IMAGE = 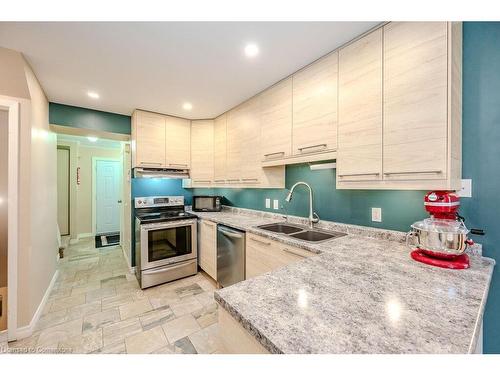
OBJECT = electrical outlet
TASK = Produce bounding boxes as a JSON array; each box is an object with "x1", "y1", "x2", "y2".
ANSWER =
[
  {"x1": 458, "y1": 179, "x2": 472, "y2": 198},
  {"x1": 273, "y1": 199, "x2": 279, "y2": 210},
  {"x1": 372, "y1": 207, "x2": 382, "y2": 222},
  {"x1": 265, "y1": 198, "x2": 271, "y2": 209}
]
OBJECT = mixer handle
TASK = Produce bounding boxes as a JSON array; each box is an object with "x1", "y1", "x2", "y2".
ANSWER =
[
  {"x1": 405, "y1": 231, "x2": 417, "y2": 250},
  {"x1": 470, "y1": 228, "x2": 485, "y2": 236}
]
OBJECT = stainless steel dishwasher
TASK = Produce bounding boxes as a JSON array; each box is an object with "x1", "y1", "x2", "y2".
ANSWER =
[{"x1": 217, "y1": 225, "x2": 245, "y2": 287}]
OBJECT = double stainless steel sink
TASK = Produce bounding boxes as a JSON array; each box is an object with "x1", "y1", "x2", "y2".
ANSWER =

--------

What you will do:
Reproduce the records above exactly, leaving out every picture they contain.

Task output:
IMAGE = 
OBJECT = electrical outlet
TASK = Produce bounding boxes as a JSON array; each box is an object with "x1", "y1", "x2", "y2".
ANSWER =
[
  {"x1": 458, "y1": 179, "x2": 472, "y2": 198},
  {"x1": 273, "y1": 199, "x2": 279, "y2": 210},
  {"x1": 372, "y1": 207, "x2": 382, "y2": 222},
  {"x1": 265, "y1": 198, "x2": 271, "y2": 209}
]
OBJECT = mixer handle
TASK = Produce bounding boxes as a JSON array; each box is an object with "x1", "y1", "x2", "y2".
ANSWER =
[
  {"x1": 405, "y1": 231, "x2": 417, "y2": 250},
  {"x1": 470, "y1": 228, "x2": 485, "y2": 236}
]
OBJECT = stainless steel dishwasher
TASK = Produce bounding boxes as a JSON array; each box is an object with "x1", "y1", "x2", "y2".
ANSWER =
[{"x1": 217, "y1": 225, "x2": 245, "y2": 287}]
OBJECT = double stainless steel sink
TASK = Produce bounding boxes as a JSON array; each box is an object with "x1", "y1", "x2", "y2".
ANSWER =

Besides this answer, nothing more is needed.